* **Text shown**:
★ ★ ★ ★ ★ ★ ★
The issue of credit capital congestion causing economic stagnation is being dissected at the National Assembly. On May 31, contributing comments at the discussion on the implementation of the socio-economic development plan and state budget in the first months of 2023 under the program of the 5th Session of the 15th National Assembly, delegate To Ai Vang (National Assembly delegation of Soc Trang province) said that since the beginning of 2023, the State Bank has had 3 rounds of reducing operating interest rates, but currently businesses still have difficulty accessing loans.
"The mandatory ratio that each bank must ensure is the safety coefficient in the fields along with the required reserve, which has helped the State Bank control inflation. Just by using many mandatory reserve tools along with applying the safety coefficient regulations, banks can self-adjust without depending too much on the credit room ceiling. Therefore, the State Bank needs to have a flexible management method. That is, assigning the total room from the beginning of the year, avoiding the situation where the first half of the year accelerates, the room runs out at the end of the year or is suddenly tightened. In addition, the State Bank should consider having a flexible and diverse lending mechanism, especially unsecured loan packages based on the effective operating time and cash flow of enterprises. In addition, the State Bank needs to direct commercial banks to review all procedures and credit conditions, increasing the ability of enterprises to access loans," delegate Ai Vang analyzed.
Professor Tran Ngoc Tho, member of the National Monetary and Financial Policy Advisory Council, raised the issue: Everyone can see that in the 3 years of the Covid-19 pandemic, business activities have declined a lot, many places have closed, and business is difficult. However, the fact that banks still report profits means there is something wrong, mysterious, and unacceptable. According to Mr. Tho, banking activities are a field that not everyone understands, so any proposal to reduce interest rates or provide credit is refuted by banks with arguments such as businesses have no orders, no need to borrow... "So now, if we reduce loan interest rates sharply, we will know whether businesses and individuals will borrow or not," Mr. Tho said frankly.
Thinking that the State Bank needs to review the management of credit activities by granting limits to each bank in the year, Professor and Doctor Tran Ngoc Tho questioned that when the room is almost full, it means that interest rates will increase; and he suggested that the amount of loans that banks lend should be their business, as long as the banks must ensure the criteria set by the State Bank.
★ ★ ★ ★ ★ ★ ★
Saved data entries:
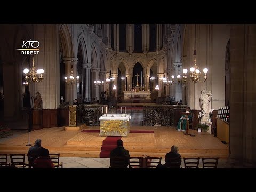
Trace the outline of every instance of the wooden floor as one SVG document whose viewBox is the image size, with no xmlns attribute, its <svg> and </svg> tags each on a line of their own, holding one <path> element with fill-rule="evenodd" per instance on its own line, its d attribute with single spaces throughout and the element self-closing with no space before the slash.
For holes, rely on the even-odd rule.
<svg viewBox="0 0 256 192">
<path fill-rule="evenodd" d="M 87 130 L 99 130 L 99 126 L 86 126 Z M 131 130 L 153 130 L 154 133 L 130 133 L 122 137 L 124 146 L 130 155 L 164 158 L 171 147 L 177 145 L 182 157 L 219 157 L 227 159 L 228 146 L 207 133 L 194 131 L 195 137 L 185 135 L 174 127 L 132 126 Z M 63 127 L 44 128 L 30 132 L 30 142 L 41 139 L 43 147 L 50 153 L 60 153 L 62 157 L 99 157 L 103 140 L 106 137 L 99 133 L 81 132 L 81 130 L 65 130 Z M 189 130 L 190 132 L 191 130 Z M 0 153 L 27 153 L 28 133 L 1 142 Z"/>
</svg>

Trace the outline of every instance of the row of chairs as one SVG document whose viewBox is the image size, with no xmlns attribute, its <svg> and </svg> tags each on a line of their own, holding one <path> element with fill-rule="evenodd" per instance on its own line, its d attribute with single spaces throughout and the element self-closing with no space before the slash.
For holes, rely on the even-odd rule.
<svg viewBox="0 0 256 192">
<path fill-rule="evenodd" d="M 200 157 L 183 158 L 185 168 L 198 168 Z M 203 168 L 217 168 L 218 157 L 202 158 Z M 125 157 L 110 158 L 110 168 L 155 168 L 161 164 L 162 157 L 130 157 L 128 164 Z M 180 168 L 181 158 L 166 158 L 166 167 Z"/>
<path fill-rule="evenodd" d="M 11 163 L 7 162 L 8 154 L 0 154 L 0 167 L 11 167 L 16 168 L 33 167 L 33 154 L 27 154 L 28 163 L 25 163 L 26 154 L 9 154 Z M 62 162 L 60 162 L 60 154 L 49 154 L 50 158 L 57 168 L 63 168 Z"/>
</svg>

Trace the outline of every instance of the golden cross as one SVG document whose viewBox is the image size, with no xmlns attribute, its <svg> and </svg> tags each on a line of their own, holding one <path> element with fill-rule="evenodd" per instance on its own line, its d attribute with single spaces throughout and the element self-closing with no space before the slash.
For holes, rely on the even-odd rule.
<svg viewBox="0 0 256 192">
<path fill-rule="evenodd" d="M 138 83 L 138 77 L 139 77 L 139 75 L 138 75 L 138 74 L 137 74 L 137 75 L 135 75 L 135 76 L 137 76 L 137 83 Z"/>
</svg>

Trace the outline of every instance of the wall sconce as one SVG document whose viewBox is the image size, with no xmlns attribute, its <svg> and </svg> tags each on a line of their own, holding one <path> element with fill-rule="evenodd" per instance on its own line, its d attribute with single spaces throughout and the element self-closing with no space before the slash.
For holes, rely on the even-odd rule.
<svg viewBox="0 0 256 192">
<path fill-rule="evenodd" d="M 26 83 L 23 83 L 25 85 L 28 85 L 28 83 L 31 82 L 31 81 L 35 83 L 35 82 L 37 83 L 41 82 L 44 77 L 43 77 L 43 74 L 44 73 L 43 69 L 38 69 L 36 70 L 36 67 L 35 66 L 35 60 L 34 60 L 34 57 L 32 59 L 32 67 L 30 68 L 30 72 L 28 68 L 24 69 L 23 72 L 25 74 L 25 77 L 24 79 L 26 81 Z M 28 73 L 29 72 L 29 75 Z M 38 76 L 37 76 L 38 75 Z"/>
<path fill-rule="evenodd" d="M 75 83 L 79 83 L 79 78 L 80 77 L 78 76 L 76 76 L 76 83 L 75 82 L 75 78 L 73 77 L 73 66 L 72 65 L 71 66 L 71 75 L 69 76 L 69 78 L 68 80 L 68 77 L 65 77 L 64 79 L 65 79 L 65 83 L 66 84 L 69 85 L 73 85 L 73 84 Z"/>
</svg>

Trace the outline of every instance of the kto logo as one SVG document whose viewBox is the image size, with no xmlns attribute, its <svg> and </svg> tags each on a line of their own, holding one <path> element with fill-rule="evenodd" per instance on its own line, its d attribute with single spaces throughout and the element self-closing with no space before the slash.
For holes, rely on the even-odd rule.
<svg viewBox="0 0 256 192">
<path fill-rule="evenodd" d="M 22 51 L 21 54 L 25 55 L 35 55 L 39 54 L 39 46 L 40 43 L 37 41 L 27 41 L 25 42 L 23 41 L 22 48 L 17 49 L 17 50 L 33 50 L 33 51 Z M 36 51 L 38 50 L 38 51 Z"/>
</svg>

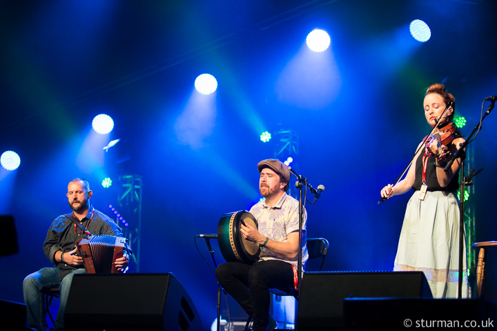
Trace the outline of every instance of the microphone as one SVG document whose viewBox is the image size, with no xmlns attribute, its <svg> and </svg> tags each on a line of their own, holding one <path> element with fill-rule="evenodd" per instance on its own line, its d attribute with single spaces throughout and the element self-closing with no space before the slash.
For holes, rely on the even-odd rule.
<svg viewBox="0 0 497 331">
<path fill-rule="evenodd" d="M 195 237 L 200 237 L 202 238 L 206 238 L 208 239 L 217 239 L 217 234 L 213 234 L 213 233 L 205 233 L 204 234 L 197 234 Z"/>
<path fill-rule="evenodd" d="M 321 193 L 324 192 L 324 185 L 320 185 L 318 186 L 318 190 L 315 193 L 315 199 L 319 199 L 321 197 Z"/>
</svg>

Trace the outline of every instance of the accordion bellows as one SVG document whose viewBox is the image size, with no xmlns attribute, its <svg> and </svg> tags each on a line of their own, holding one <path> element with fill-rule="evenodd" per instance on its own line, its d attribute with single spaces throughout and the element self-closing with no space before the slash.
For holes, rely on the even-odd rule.
<svg viewBox="0 0 497 331">
<path fill-rule="evenodd" d="M 124 256 L 126 238 L 101 234 L 91 236 L 78 244 L 86 273 L 119 272 L 114 262 Z"/>
</svg>

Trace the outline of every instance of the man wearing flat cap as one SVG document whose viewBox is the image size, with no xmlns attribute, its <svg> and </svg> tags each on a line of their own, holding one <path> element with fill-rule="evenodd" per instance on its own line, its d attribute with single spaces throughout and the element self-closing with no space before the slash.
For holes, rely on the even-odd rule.
<svg viewBox="0 0 497 331">
<path fill-rule="evenodd" d="M 226 262 L 216 269 L 220 283 L 253 318 L 253 331 L 271 331 L 277 323 L 269 314 L 269 288 L 298 286 L 299 249 L 298 201 L 288 195 L 291 176 L 279 160 L 263 160 L 257 164 L 259 190 L 265 199 L 250 210 L 258 230 L 240 225 L 248 241 L 260 245 L 259 260 L 252 265 Z M 306 245 L 307 213 L 302 224 L 302 272 L 307 261 Z"/>
</svg>

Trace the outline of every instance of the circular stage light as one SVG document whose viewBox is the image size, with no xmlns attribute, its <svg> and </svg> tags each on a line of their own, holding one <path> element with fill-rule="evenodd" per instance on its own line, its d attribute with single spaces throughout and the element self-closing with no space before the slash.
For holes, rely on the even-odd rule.
<svg viewBox="0 0 497 331">
<path fill-rule="evenodd" d="M 418 41 L 422 43 L 428 41 L 430 37 L 431 37 L 431 31 L 429 29 L 429 26 L 420 19 L 415 19 L 411 22 L 409 30 L 413 37 Z"/>
<path fill-rule="evenodd" d="M 261 141 L 263 143 L 267 143 L 271 140 L 271 133 L 267 131 L 264 131 L 260 135 Z"/>
<path fill-rule="evenodd" d="M 306 43 L 313 52 L 320 52 L 328 49 L 331 43 L 328 32 L 324 30 L 315 29 L 307 34 Z"/>
<path fill-rule="evenodd" d="M 114 128 L 114 121 L 110 116 L 100 114 L 93 119 L 92 128 L 98 134 L 107 134 Z"/>
<path fill-rule="evenodd" d="M 212 74 L 202 74 L 195 79 L 195 86 L 201 94 L 208 95 L 217 89 L 217 81 Z"/>
<path fill-rule="evenodd" d="M 15 170 L 21 165 L 21 158 L 15 152 L 8 150 L 0 157 L 0 163 L 6 170 Z"/>
</svg>

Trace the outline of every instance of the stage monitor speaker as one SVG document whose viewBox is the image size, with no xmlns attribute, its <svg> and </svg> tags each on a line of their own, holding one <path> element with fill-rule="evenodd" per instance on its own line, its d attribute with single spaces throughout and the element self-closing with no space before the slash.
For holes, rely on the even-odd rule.
<svg viewBox="0 0 497 331">
<path fill-rule="evenodd" d="M 17 232 L 14 217 L 0 215 L 0 229 L 2 229 L 2 240 L 0 240 L 0 257 L 12 255 L 19 252 Z"/>
<path fill-rule="evenodd" d="M 299 331 L 343 330 L 344 299 L 431 298 L 422 272 L 305 272 L 299 297 Z"/>
<path fill-rule="evenodd" d="M 482 298 L 345 299 L 344 330 L 495 330 L 496 310 L 494 303 Z"/>
<path fill-rule="evenodd" d="M 68 330 L 204 330 L 170 273 L 75 274 L 64 324 Z"/>
</svg>

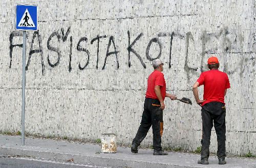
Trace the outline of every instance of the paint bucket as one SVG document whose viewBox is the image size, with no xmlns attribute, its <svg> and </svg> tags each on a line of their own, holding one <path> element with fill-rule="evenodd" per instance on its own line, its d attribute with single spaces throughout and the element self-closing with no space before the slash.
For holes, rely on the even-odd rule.
<svg viewBox="0 0 256 168">
<path fill-rule="evenodd" d="M 105 131 L 110 128 L 114 127 L 108 127 Z M 116 133 L 103 133 L 101 134 L 100 135 L 101 136 L 101 152 L 102 153 L 116 153 L 117 134 Z"/>
</svg>

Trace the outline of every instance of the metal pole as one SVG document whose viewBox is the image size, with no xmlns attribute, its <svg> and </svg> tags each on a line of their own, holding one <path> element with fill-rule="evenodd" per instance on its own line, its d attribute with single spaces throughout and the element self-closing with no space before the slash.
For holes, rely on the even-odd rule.
<svg viewBox="0 0 256 168">
<path fill-rule="evenodd" d="M 25 85 L 26 85 L 26 47 L 27 34 L 23 31 L 23 47 L 22 51 L 22 145 L 25 144 Z"/>
</svg>

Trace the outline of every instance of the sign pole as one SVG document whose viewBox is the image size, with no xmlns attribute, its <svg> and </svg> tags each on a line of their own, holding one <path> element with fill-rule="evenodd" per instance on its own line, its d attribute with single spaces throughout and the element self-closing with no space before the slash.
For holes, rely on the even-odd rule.
<svg viewBox="0 0 256 168">
<path fill-rule="evenodd" d="M 25 86 L 26 86 L 26 48 L 27 33 L 23 31 L 23 46 L 22 51 L 22 145 L 25 141 Z"/>
</svg>

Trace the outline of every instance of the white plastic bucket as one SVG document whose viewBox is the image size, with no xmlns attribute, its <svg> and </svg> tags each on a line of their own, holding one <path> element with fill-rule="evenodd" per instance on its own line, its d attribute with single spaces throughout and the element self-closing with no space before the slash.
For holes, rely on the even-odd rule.
<svg viewBox="0 0 256 168">
<path fill-rule="evenodd" d="M 100 135 L 101 136 L 101 152 L 102 153 L 116 153 L 117 134 L 116 133 L 104 133 L 101 134 Z"/>
</svg>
★ ★ ★ ★ ★ ★ ★
From the text on credit capital congestion, list every action that delegate To Ai Vang says the State Bank needs to take or should consider.

* **Reply to the task**:
- Have a flexible management method, assigning the total room from the beginning of the year.
- Consider a flexible and diverse lending mechanism, especially unsecured loan packages based on the effective operating time and cash flow of enterprises.
- Direct commercial banks to review all procedures and credit conditions.